Extrait ▸
*-*-*
Pour consoler les camarades de BC, terrorisés par la possibilité que quelqu'un puisse "décider" que le parti, à un certain moment, "doit" disparaître, il faut souligner que Marx et Engels n'ont jamais pensé prendre de telles "décisions". "Décider" de dissoudre le parti est un acte volontariste, exactement comme décider de le maintenir artificiellement. Marx n'a pas dissout autoritairement la Ligue en 1850, pas plus que PAIT en 1872. Il a simplement expliqué que les révolutionnaires doivent se préparer à affronter la prochaine désagrégation de ces partis, en s'organisant pour maintenir même en leur absence le fil rouge de l'activité communiste. Si la dissolution de ces organes s'est effectivement vérifiée ensuite, dans tous les cas, selon les prévisions de Marx, c'était dû à la force même des choses, et pas à la force des ordres de Marx.
*-*-*
Entrées ▸
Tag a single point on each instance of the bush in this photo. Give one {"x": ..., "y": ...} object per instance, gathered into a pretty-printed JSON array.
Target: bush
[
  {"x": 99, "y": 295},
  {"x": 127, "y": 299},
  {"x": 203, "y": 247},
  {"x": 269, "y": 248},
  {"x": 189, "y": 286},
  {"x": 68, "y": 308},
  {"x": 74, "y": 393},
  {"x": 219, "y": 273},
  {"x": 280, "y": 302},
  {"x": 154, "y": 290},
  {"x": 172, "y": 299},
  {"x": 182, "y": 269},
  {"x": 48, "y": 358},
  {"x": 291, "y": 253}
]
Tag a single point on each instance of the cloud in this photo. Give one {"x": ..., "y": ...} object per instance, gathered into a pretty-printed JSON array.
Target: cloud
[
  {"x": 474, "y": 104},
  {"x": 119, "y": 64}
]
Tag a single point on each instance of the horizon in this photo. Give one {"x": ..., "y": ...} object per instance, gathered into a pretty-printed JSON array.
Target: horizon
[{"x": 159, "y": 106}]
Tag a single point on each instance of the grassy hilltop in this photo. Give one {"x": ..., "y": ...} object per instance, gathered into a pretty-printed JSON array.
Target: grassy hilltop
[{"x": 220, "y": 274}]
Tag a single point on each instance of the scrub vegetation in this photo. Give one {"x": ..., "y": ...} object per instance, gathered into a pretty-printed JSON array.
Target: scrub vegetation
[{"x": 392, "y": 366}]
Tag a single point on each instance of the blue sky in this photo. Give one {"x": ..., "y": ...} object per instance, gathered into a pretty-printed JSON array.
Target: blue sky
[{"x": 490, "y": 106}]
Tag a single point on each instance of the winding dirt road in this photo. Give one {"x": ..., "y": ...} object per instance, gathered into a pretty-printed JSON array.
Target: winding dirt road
*-*-*
Travail demandé ▸
**1)** Réécrivez sous forme de liste le paragraphe de l'extrait qui commence par « Pour consoler les camarades de BC », en gardant ses faits principaux.
**2)** Poursuivez l'extrait sur Marx et la dissolution du parti à partir de sa dernière phrase.

Réponses par tâche ▸
**1)**
- Les camarades de BC craignent que quelqu'un puisse « décider » que le parti doit disparaître à un certain moment. Pour les rassurer, il faut souligner que Marx et Engels n'ont jamais pensé prendre de telles décisions.
- Décider de dissoudre le parti est un acte volontariste, tout comme décider de le maintenir artificiellement.
- Marx n'a pas dissous autoritairement la Ligue en 1850. Il n'a pas non plus dissous l'autre organisation citée en 1872.
- Il a seulement expliqué que les révolutionnaires doivent se préparer à la désagrégation prochaine de ces partis. Ils doivent aussi s'organiser pour maintenir, même en leur absence, le fil rouge de l'activité communiste.
- Ces organes se sont ensuite effectivement dissous, conformément aux prévisions de Marx. Cette dissolution est due à la force des choses et non à ses ordres.

**2)**
La dialectique fraction-parti se précise au cours du développement historique du mouvement ouvrier
Maintenant que nous avons clarifié que "l'étrange" théorie sur la disparition des partis prolétariens en périodes contre-révolutionnaires a été développée par Marx lui-même, occupons-nous donc de ces organes qui, dans ces périodes, assurent la continuité de 1’activité révolutionnaire, c'est-à-dire les fractions. Selon Battaglia, il s'agit d'«organismes jamais bien définis». Il est certainement tout à fait vrai que Marx n'a jamais écrit un bel ouvrage propagandiste (du style "Travail salarié et capital") sur la fonction du réseau de camarades, qui étaient restés autour de lui, après la dissolution de la Ligue et de l’AIT. Mais cela ne veut pas dire que, pour Marx, ce travail de bilan était peu important. Cela est dû au fait que la notion de fraction du parti de classe est, de par sa nature, liée à la notion même de parti. La définition de ses contours va donc de pair avec le processus historique, qui va de la Ligue clés Communistes, qui «marchera avec une fraction de la bourgeoisie», à l'Internationale Communiste qui «se donne pour tâche historique celle de réaliser la révolution dans le monde entier» ([4] [41]).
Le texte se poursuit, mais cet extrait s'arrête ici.